Job
Repeat the records exactly. Every line must match.
>> begin Provided records
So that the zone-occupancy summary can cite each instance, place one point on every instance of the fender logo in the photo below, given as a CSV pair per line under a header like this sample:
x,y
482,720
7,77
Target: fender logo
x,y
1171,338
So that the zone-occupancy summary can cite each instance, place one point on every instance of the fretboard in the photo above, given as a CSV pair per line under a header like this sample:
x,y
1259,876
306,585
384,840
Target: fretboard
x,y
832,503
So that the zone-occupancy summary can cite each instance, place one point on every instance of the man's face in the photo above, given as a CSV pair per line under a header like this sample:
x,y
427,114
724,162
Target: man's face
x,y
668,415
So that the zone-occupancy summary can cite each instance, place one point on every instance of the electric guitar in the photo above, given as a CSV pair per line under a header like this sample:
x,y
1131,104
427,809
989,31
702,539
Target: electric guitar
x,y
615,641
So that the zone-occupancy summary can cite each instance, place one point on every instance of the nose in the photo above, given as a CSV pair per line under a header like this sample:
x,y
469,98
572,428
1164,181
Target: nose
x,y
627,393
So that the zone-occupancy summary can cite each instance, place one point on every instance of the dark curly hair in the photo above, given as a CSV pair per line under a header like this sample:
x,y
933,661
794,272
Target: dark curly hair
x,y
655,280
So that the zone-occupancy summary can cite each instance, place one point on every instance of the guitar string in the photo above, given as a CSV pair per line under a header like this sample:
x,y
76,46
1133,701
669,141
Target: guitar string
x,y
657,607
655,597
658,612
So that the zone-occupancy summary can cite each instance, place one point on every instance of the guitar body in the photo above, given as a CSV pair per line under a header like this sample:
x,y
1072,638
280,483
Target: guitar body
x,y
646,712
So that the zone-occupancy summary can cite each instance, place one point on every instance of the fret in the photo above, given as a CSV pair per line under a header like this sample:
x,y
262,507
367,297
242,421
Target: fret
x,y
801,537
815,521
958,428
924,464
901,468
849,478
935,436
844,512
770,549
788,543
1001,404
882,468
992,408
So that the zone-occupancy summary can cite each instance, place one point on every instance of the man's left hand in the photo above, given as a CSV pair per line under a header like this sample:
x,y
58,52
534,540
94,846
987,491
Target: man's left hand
>> end Provided records
Output for this task
So that the zone-occupancy summary can cite each instance, place one point on every instance of the fender logo in the photo below, given as a CSV pair per line under a header like this sample:
x,y
482,720
7,77
Target: fender logo
x,y
1171,338
So that the zone-occupancy summary can cite each instance, place one point on every instance of the fretboard in the photo above, given as a CSV pair per line under a header like this sample:
x,y
1259,876
306,585
384,840
Target: fretboard
x,y
832,503
So that the zone-occupancy summary can cite each instance, place one point on every instance of the man's face in the photo above, given as a CSV pair per line under a header like this sample:
x,y
427,114
724,162
Target: man's face
x,y
668,415
So that the zone-occupancy summary can cite each instance, place one point on every instance of the electric guitar in the photo above, given as a CSV pair per line under a header like this sample:
x,y
1131,104
427,809
989,31
702,539
Target: electric guitar
x,y
615,641
So that the zone-occupancy summary can cite each instance, place one point on every instance of the nose in the photo above, given as a CSV pair per line under a header like this sample:
x,y
469,98
572,428
1164,181
Target: nose
x,y
627,393
So that the zone-occupancy summary can cite each instance, place one point on every instance of the dark curly hair in the photo above, given as a CSV pair per line under a header like this sample:
x,y
933,661
794,272
Target: dark curly hair
x,y
655,280
So that the zone-occupancy summary can cite each instance, place one point on every instance of the guitar string in the photo above, given as a CSV pair per line under a header like this sample:
x,y
76,46
1133,701
669,141
Target: guitar string
x,y
657,607
655,597
658,612
So that the zone-occupancy summary can cite each instance, place one point on every instance of the guitar body in the photo above, given as a CSV pair per line under a header like this sample:
x,y
1072,638
280,483
Target: guitar body
x,y
646,712
So that the zone-occupancy summary can cite each instance, place one point on every instance of the fret in the photo above, given as a CSV pair per line under a header like this sample:
x,y
262,507
367,297
242,421
Target: fret
x,y
801,537
815,521
958,428
924,464
901,468
849,478
935,436
844,512
770,549
788,543
1001,404
882,468
992,408
So that the zone-occupancy summary can cite each instance, place one point on every instance of the man's left hand in the photo above, given as a CSV pair per line under a header like this sample:
x,y
58,52
534,540
94,846
987,491
Target: man's left hand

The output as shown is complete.